Top of Entries shown

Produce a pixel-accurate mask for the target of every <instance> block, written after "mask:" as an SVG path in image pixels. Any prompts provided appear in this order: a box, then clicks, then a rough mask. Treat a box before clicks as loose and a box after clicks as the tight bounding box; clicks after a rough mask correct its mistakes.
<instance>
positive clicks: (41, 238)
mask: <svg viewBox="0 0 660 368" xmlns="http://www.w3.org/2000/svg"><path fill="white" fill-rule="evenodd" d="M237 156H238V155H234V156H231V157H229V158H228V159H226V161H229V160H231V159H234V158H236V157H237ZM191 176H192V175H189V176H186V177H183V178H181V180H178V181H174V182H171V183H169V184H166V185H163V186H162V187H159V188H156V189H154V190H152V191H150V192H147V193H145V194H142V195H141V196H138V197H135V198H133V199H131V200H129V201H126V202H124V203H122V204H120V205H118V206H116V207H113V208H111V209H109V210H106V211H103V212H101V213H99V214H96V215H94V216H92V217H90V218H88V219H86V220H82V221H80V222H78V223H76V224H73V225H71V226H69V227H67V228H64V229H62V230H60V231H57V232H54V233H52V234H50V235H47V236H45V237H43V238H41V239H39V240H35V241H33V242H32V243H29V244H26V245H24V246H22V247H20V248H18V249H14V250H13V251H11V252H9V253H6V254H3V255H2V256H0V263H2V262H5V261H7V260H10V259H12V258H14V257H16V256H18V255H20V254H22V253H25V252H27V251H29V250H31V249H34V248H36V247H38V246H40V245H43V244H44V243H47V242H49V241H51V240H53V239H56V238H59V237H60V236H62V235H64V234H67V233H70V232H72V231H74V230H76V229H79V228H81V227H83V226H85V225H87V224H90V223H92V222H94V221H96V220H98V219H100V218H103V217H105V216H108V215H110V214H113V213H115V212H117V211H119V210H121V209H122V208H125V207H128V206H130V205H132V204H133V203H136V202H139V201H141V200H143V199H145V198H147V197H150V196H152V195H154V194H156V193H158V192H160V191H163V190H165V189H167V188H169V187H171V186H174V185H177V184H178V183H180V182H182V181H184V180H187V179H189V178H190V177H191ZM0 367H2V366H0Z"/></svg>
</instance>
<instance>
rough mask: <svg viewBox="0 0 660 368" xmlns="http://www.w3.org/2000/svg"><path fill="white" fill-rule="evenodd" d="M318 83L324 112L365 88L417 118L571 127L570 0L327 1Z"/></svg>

Bottom of Entries shown
Top of Entries shown

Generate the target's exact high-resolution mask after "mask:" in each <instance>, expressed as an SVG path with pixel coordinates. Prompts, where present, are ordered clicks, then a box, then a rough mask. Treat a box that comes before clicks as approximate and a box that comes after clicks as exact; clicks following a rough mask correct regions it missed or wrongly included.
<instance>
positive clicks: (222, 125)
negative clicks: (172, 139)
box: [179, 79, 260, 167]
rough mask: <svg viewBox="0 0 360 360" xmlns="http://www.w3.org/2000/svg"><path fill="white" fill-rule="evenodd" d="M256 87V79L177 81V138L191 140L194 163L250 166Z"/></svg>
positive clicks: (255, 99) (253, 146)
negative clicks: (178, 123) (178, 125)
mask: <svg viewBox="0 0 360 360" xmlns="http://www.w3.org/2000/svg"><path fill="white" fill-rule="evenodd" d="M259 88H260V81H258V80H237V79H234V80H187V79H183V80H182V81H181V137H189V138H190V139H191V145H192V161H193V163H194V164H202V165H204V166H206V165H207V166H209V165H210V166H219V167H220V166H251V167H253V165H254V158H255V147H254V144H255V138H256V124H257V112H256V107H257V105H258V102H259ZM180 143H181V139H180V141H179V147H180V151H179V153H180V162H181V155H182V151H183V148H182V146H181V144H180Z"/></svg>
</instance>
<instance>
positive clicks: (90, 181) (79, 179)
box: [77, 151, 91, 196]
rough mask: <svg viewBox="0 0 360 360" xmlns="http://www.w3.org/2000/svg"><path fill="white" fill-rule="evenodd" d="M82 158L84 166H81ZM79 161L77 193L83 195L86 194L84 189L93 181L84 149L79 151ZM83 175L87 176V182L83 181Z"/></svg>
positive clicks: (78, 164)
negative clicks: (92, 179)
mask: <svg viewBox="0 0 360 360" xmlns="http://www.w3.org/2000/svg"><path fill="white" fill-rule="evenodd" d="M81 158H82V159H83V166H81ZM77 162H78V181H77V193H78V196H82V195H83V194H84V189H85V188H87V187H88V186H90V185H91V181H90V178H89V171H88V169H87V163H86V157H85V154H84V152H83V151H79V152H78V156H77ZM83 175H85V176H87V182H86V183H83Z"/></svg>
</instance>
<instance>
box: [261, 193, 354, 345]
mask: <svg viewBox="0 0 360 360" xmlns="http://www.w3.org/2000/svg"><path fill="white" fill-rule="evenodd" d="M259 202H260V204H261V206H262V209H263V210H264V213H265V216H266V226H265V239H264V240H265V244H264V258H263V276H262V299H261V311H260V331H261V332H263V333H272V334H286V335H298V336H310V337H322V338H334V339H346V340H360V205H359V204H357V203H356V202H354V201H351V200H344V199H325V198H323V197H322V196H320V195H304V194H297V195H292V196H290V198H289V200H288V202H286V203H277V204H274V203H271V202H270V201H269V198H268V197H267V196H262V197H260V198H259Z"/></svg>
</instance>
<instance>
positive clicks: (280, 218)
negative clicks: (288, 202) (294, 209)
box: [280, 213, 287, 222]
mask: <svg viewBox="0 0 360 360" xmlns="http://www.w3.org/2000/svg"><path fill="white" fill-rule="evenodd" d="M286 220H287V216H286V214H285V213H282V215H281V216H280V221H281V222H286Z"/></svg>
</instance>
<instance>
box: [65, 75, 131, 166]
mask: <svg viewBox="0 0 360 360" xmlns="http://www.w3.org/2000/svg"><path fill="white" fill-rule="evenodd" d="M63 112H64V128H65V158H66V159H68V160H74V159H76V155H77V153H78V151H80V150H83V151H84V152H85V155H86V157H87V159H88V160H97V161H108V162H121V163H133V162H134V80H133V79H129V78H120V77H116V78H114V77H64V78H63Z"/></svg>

Bottom of Entries shown

Work request: The required output is the stretch of entries above from the line containing "positive clicks: (255, 99) (253, 146)" through the line containing "158L84 166H81ZM79 161L77", reproduced exactly.

Result of this exercise:
positive clicks: (255, 99) (253, 146)
negative clicks: (178, 123) (178, 125)
mask: <svg viewBox="0 0 360 360" xmlns="http://www.w3.org/2000/svg"><path fill="white" fill-rule="evenodd" d="M259 88H260V81H258V80H237V79H234V80H187V79H183V80H182V81H181V137H189V138H190V139H191V145H192V161H193V163H194V164H202V165H204V166H206V165H207V166H209V165H210V166H219V167H220V166H251V167H253V165H254V158H255V147H254V144H255V138H256V124H257V112H256V107H257V105H258V102H259ZM180 143H181V139H180V141H179V147H180V151H179V153H180V162H181V155H182V151H183V148H182V146H181V144H180Z"/></svg>
</instance>
<instance>
positive clicks: (90, 181) (79, 179)
box: [77, 151, 91, 196]
rough mask: <svg viewBox="0 0 360 360" xmlns="http://www.w3.org/2000/svg"><path fill="white" fill-rule="evenodd" d="M82 158L84 166H81ZM79 161L77 193L83 195L86 194L84 189L93 181L84 149L79 151ZM83 175L87 176V182L83 181Z"/></svg>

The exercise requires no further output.